Begin
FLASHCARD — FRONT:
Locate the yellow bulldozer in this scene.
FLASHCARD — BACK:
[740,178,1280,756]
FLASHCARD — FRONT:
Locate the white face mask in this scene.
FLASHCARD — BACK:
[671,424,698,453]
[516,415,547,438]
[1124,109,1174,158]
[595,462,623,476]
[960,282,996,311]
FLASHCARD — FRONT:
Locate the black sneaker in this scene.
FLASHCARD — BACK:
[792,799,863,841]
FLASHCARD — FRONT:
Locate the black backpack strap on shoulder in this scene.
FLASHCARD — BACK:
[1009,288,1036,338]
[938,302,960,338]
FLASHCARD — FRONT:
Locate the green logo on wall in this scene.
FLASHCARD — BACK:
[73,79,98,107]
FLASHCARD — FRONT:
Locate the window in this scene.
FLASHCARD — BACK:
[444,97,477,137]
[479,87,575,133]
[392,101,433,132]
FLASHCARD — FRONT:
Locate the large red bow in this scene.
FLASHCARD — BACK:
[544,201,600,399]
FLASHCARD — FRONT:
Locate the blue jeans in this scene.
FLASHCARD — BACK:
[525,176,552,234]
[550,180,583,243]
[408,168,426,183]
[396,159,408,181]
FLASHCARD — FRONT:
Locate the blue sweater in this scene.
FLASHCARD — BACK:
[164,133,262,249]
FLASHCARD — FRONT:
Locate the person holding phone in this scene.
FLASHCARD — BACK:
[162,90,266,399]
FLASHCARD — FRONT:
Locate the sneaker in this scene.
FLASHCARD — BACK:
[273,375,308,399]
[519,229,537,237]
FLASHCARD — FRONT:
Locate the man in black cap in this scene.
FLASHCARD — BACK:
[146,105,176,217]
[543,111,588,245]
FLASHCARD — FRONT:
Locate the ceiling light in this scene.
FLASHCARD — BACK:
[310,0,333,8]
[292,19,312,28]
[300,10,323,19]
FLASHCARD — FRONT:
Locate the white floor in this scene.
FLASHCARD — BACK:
End
## What is being asked
Print the records above verbatim, from their first line through the line holding "[300,10,323,19]", inclusive.

## Result
FLASHCARD — FRONT:
Locate the yellow bulldozer in this scene.
FLASHCARD — BACK:
[740,178,1280,756]
FLASHCARD — FRONT:
Locate the white face mask in this scene.
FLASHCARD — BACK:
[671,424,698,453]
[516,415,547,438]
[1124,109,1174,158]
[595,462,623,476]
[960,282,996,311]
FLASHCARD — FRONT:
Locate the black sneaker in this scene.
FLASHCARD — BACK:
[792,799,863,841]
FLASHCARD — FRONT:
Locate the black backpack strap on shoulder in this scene.
FLASHCARD — BACK:
[1009,288,1036,338]
[938,302,960,338]
FLASHCARD — FRONT:
Locate the green logo on wall in this scene.
FLASHCARD — BACK:
[73,79,98,107]
FLASHCARD — FRONT:
Locate the window in this scene.
FLASHCARD — BACK:
[444,97,477,137]
[479,87,575,133]
[392,101,433,132]
FLASHCARD — FRONT:
Locate the large red bow in this scene.
FLASHCARD — BACK:
[544,201,600,399]
FLASHCARD — FRONT:
Locate the blue jeans in this scene.
FLASHCARD — BACK:
[525,176,552,234]
[550,180,583,243]
[408,168,426,183]
[396,159,408,181]
FLASHCARD — FRONT:
Locate the blue sweater in this scene.
FLASHCARD — BACK:
[164,133,262,249]
FLASHCARD — FRONT:
Locate the person holding phone in this scene.
FLASHCARD — BACK:
[162,90,266,399]
FLASHCARD — FRONT:
Locate the sneaker in this scene.
FLASHCARD — BACK:
[273,375,308,399]
[519,229,537,237]
FLASHCARD — FRONT:
Locate the man in black cap in this scene.
FLASHCARD — BACK:
[146,105,176,217]
[543,111,588,245]
FLASHCARD — FRONT:
Locate the ceiling light in this scene.
FLASHCARD — BACK:
[310,0,333,8]
[292,19,312,28]
[300,10,323,19]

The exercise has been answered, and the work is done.